§ **EXERCISE DESCRIPTION**: Your answer must hold only the lines below from the line containing "each instance gets its own outline" through the line containing "output: a complete", each reproduced exactly.

§ **DATA FOR ANALYSIS**:
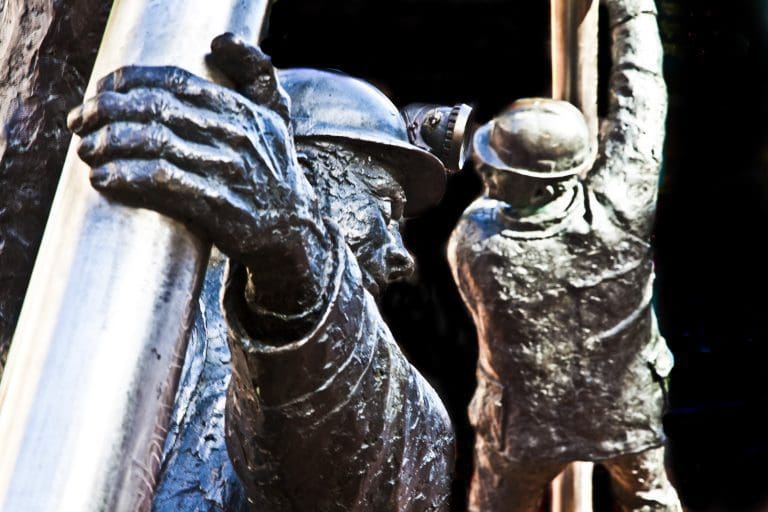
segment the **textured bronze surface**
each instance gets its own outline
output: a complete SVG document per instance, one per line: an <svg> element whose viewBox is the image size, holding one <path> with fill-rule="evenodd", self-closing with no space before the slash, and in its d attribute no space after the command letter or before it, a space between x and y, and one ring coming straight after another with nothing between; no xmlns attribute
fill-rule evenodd
<svg viewBox="0 0 768 512"><path fill-rule="evenodd" d="M661 44L653 2L606 6L611 98L586 178L530 172L547 161L570 167L589 146L586 121L579 126L560 110L558 124L554 100L513 104L475 137L486 191L448 248L480 344L469 410L477 433L473 512L528 512L548 481L578 460L605 464L626 510L680 510L659 450L672 359L651 306L666 114ZM487 136L494 125L517 123L518 109L527 128ZM536 158L522 170L490 158L507 147Z"/></svg>
<svg viewBox="0 0 768 512"><path fill-rule="evenodd" d="M231 35L211 62L239 93L127 67L69 117L99 191L186 221L229 257L225 283L211 265L155 510L233 510L243 493L254 510L447 510L450 420L374 301L413 269L399 223L419 191L405 185L433 185L434 202L442 164L369 84L278 74Z"/></svg>
<svg viewBox="0 0 768 512"><path fill-rule="evenodd" d="M0 9L0 376L83 99L109 0Z"/></svg>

§ **REPLY**:
each instance gets its own outline
output: a complete SVG document per instance, one per line: an <svg> element whose viewBox is the image size, holding one <path> with fill-rule="evenodd", self-closing with no space before the slash, and in its d attribute no space after the command letter or before it, a space between x and y, and one ring coming straight after another with nothing between; no xmlns attribute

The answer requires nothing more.